[START OF Supplied records]

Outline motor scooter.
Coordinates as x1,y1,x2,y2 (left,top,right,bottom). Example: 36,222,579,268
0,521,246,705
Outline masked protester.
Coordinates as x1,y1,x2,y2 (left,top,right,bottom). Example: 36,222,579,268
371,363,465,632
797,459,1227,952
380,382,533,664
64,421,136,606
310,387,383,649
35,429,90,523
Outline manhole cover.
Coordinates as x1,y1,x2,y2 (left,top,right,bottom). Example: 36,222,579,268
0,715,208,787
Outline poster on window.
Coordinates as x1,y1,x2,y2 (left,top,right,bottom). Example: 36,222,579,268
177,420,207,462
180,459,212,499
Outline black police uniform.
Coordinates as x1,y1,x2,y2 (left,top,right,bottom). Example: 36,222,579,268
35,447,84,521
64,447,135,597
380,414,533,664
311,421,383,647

[END OF Supplied records]

▸ **The problem**:
Copy out every line of the records above word for word.

▸ **Result of this task**:
Outline motor scooter.
Coordinates as x1,y1,x2,y2 (left,top,right,bottom). Example: 36,222,579,268
0,521,246,705
Outline masked protester.
Coordinates as x1,y1,x2,y2 (left,top,right,bottom). Example: 36,222,579,268
371,363,465,632
797,459,1227,952
380,382,533,664
64,421,136,606
310,387,383,649
35,429,90,523
Outline manhole cover.
Coordinates as x1,y1,x2,y2 (left,top,right,bottom). Example: 36,222,579,268
0,715,208,787
Outline poster on window.
Coordinates as x1,y1,x2,y2 (left,top,right,bottom). Example: 36,222,579,268
177,420,207,462
180,459,212,499
Outline black police uniform.
Coordinates as x1,y1,x2,y2 (left,top,right,bottom). Example: 36,222,579,268
35,447,84,521
64,447,135,597
380,414,533,664
311,421,383,647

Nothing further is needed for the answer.